## The task
The entries are to be repeated in full, without any change.

[Stored data entries]
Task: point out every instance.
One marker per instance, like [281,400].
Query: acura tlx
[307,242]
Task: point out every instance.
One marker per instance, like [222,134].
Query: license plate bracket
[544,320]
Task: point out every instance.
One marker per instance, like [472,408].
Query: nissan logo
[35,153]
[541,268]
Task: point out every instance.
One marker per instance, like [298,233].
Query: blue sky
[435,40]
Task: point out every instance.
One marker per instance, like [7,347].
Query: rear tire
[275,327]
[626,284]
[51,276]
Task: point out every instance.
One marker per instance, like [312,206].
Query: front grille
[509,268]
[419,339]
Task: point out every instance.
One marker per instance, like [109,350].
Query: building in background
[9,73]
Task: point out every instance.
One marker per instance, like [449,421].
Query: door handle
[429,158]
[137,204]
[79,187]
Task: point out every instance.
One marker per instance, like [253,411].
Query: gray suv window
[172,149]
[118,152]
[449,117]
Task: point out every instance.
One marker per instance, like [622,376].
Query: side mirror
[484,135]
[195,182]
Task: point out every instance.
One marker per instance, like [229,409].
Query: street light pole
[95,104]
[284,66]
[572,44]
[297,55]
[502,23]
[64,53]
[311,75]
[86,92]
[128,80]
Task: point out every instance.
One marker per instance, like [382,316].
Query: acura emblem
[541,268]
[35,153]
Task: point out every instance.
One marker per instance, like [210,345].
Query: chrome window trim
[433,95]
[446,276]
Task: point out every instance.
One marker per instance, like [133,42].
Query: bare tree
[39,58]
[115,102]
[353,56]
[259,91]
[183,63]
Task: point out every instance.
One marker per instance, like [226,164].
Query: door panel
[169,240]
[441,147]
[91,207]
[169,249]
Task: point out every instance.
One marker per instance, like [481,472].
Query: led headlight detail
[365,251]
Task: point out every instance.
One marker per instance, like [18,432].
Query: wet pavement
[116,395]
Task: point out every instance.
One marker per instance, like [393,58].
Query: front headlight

## Output of the task
Task: point out every instance.
One marker per instance, like [281,400].
Query: acura tlx
[307,242]
Task: point out every instance.
One marker per instance, like [222,134].
Query: license plate bracket
[544,320]
Task: point out every instance.
One marker per instance, like [472,408].
Query: nissan logo
[35,153]
[541,268]
Task: point out every instance.
One marker per instance, like [298,233].
Query: blue sky
[435,40]
Task: point out every instance.
One marker per instance, like [7,347].
Query: rear tire
[275,327]
[626,284]
[51,276]
Task: point out every instance.
One marker per instance, like [312,206].
Query: front grille
[509,268]
[419,339]
Task: point out every instance.
One marker per instance, like [109,350].
Query: building in background
[9,73]
Task: point out every instance.
One marker per instance, like [449,421].
Query: door handle
[429,158]
[137,204]
[79,187]
Task: point out every instance.
One marker per instance, like [253,411].
Query: gray suv window
[172,149]
[118,152]
[449,117]
Task: point out every instance.
One marker per instance, like [622,376].
Query: side mirror
[484,135]
[195,182]
Task: point out every instance.
One marker per instance, like [229,409].
Query: street light pole
[95,104]
[284,66]
[572,44]
[297,55]
[502,23]
[64,53]
[311,75]
[86,92]
[128,80]
Task: point out every instance.
One marker per instance, like [382,316].
Query: acura emblem
[541,268]
[35,153]
Task: point out every instance.
One marker per instance, like [210,345].
Query: chrome window trim
[433,95]
[446,276]
Task: point out every instance.
One marker per instance, like [133,42].
Query: bare tree
[39,58]
[115,102]
[353,56]
[259,91]
[183,63]
Task: point out every instance.
One marker per instance, like [226,164].
Query: door panel
[169,240]
[441,147]
[91,207]
[169,249]
Task: point out every instance.
One marker per instance, like [481,472].
Query: led headlight detail
[365,251]
Task: point out every instance.
One marker per instance, like [18,432].
Query: wet pavement
[116,395]
Task: point out every instance.
One marker per instance, like [393,58].
Query: front headlight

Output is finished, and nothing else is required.